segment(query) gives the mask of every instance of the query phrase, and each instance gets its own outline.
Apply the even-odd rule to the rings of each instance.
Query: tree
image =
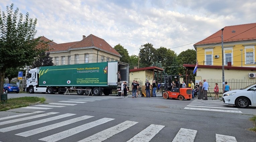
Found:
[[[156,49],[153,45],[148,43],[142,45],[140,49],[140,67],[144,68],[152,66],[155,61],[154,54]]]
[[[40,67],[53,66],[53,58],[50,56],[50,53],[43,52],[39,54],[32,65],[33,68]]]
[[[130,56],[128,52],[126,49],[124,49],[123,46],[120,45],[120,44],[115,46],[114,49],[116,51],[122,56],[120,58],[120,61],[128,63],[130,60]]]
[[[27,13],[18,14],[13,4],[6,7],[6,14],[0,10],[0,93],[3,93],[5,72],[9,68],[31,65],[38,54],[47,50],[39,38],[34,39],[37,20],[29,18]],[[1,14],[2,13],[1,15]]]

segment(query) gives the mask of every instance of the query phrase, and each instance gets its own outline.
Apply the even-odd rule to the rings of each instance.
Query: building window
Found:
[[[211,55],[206,55],[206,62],[205,63],[205,65],[212,65],[211,62],[212,61]]]
[[[232,62],[232,54],[231,53],[225,54],[225,65],[228,65],[228,62]]]
[[[84,63],[89,63],[89,54],[85,54],[84,55]]]
[[[63,56],[61,57],[61,65],[64,65],[66,64],[65,60],[66,59],[66,58],[65,57],[65,56]]]
[[[59,57],[55,57],[55,65],[59,65]]]
[[[254,64],[253,63],[253,52],[246,53],[246,64]]]
[[[75,64],[79,64],[79,55],[75,55]]]
[[[68,65],[70,65],[71,64],[71,56],[68,56]]]

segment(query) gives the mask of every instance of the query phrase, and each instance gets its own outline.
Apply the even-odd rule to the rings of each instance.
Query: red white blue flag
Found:
[[[196,62],[196,65],[195,65],[195,69],[194,69],[194,71],[193,71],[193,74],[195,73],[195,72],[197,71],[197,68],[198,68],[198,62]]]

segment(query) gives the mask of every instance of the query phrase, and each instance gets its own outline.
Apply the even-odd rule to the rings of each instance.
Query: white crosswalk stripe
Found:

——

- **Exercise directions**
What comes back should match the records exactly, minus any pictures.

- **Solution to this task**
segment(query) gives the mask of every instance of the query phrase, and each instance gets its own outline.
Apply the even-odd rule to the rings of each instance.
Query: tree
image =
Found:
[[[156,49],[153,45],[148,43],[142,45],[140,49],[140,67],[144,68],[152,66],[155,61],[154,54]]]
[[[40,67],[53,66],[53,58],[50,56],[50,53],[43,52],[39,54],[32,65],[33,68]]]
[[[130,56],[128,52],[126,49],[124,49],[123,46],[120,45],[120,44],[115,46],[114,49],[116,51],[122,56],[120,58],[120,61],[128,63],[130,60]]]
[[[27,13],[18,14],[13,4],[6,7],[6,14],[0,10],[0,93],[3,93],[5,72],[9,68],[31,65],[38,54],[47,50],[39,38],[34,39],[37,20],[29,18]],[[1,14],[2,13],[1,15]]]

segment(query) gives the mask of every instance of the query phrase, and each instance gets its own outline.
Apply the even-odd rule to the rings of each instance.
Query: building window
Found:
[[[211,55],[206,55],[206,62],[205,63],[205,65],[212,65],[211,62],[212,61]]]
[[[232,62],[232,54],[231,53],[225,54],[225,65],[228,65],[228,62]]]
[[[84,63],[89,63],[89,54],[85,54],[84,55]]]
[[[63,56],[61,57],[61,65],[64,65],[66,64],[65,60],[66,59],[66,58],[65,57],[65,56]]]
[[[59,57],[55,57],[55,65],[59,65]]]
[[[254,64],[253,63],[253,52],[246,53],[246,64]]]
[[[75,64],[79,64],[79,55],[75,55]]]
[[[68,65],[70,65],[71,64],[71,56],[68,56]]]

segment(query) gives the mask of every instance of the query phrase, and each instance gets its own outline.
Apply the even-odd rule to the rings of each instance.
Query: red white blue flag
Found:
[[[196,62],[196,65],[195,65],[195,69],[194,69],[194,71],[193,71],[193,74],[195,73],[195,72],[197,71],[197,68],[198,68],[198,62]]]

segment(query) gives the mask of every instance of the query phrase, and each instance gets its own outline.
Apply the even-odd rule to the rings of each instance.
Query: white crosswalk stripe
Found:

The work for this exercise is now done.